**What needs to be done:**
Select every line in the material below that contains the word "tile", and copy each one out.

**Records to process:**
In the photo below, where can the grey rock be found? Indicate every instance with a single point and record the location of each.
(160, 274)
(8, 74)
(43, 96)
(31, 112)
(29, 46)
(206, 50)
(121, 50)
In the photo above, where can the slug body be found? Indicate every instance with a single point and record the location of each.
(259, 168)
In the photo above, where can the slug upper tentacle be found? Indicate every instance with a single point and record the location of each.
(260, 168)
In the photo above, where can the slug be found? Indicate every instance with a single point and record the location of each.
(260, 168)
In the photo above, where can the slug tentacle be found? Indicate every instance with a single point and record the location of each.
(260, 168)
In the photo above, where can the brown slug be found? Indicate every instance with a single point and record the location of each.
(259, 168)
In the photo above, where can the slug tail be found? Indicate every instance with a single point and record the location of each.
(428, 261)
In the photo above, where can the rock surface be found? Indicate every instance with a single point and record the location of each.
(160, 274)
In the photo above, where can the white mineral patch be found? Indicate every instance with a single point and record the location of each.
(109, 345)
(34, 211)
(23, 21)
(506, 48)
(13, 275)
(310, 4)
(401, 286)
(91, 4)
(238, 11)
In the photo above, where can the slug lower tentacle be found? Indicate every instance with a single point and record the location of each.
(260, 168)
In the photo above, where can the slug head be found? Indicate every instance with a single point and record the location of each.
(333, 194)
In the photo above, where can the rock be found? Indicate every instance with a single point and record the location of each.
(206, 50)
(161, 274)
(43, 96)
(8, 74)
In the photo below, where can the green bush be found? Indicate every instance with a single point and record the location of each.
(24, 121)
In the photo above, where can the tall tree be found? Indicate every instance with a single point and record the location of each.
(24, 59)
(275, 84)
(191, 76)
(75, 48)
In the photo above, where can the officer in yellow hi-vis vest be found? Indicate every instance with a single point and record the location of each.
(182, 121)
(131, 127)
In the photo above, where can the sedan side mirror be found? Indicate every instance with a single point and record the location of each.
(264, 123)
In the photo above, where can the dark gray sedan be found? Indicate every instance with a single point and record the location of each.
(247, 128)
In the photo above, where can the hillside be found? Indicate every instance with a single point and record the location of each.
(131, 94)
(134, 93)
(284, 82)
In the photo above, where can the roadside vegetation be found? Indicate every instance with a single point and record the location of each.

==

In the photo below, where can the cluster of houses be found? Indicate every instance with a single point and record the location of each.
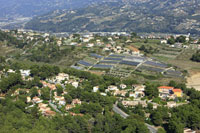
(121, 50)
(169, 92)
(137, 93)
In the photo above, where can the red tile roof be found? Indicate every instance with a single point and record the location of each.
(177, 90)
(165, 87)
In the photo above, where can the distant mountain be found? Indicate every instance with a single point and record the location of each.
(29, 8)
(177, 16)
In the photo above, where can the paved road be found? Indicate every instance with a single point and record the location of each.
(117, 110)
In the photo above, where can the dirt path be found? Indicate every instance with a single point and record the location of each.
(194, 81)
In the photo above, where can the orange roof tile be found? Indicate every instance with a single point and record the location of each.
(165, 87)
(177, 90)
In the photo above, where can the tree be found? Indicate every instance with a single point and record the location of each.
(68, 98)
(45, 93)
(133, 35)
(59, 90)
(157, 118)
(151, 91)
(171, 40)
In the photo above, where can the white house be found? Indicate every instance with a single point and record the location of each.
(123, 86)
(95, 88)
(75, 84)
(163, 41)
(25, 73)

**Output below:**
In the photo above, where can the red tile roof be found? Indicate every instance with a single point and record the location of each.
In the photo above, where can the orange roof tile be found? Indicate every instance with a single point and record the location of each.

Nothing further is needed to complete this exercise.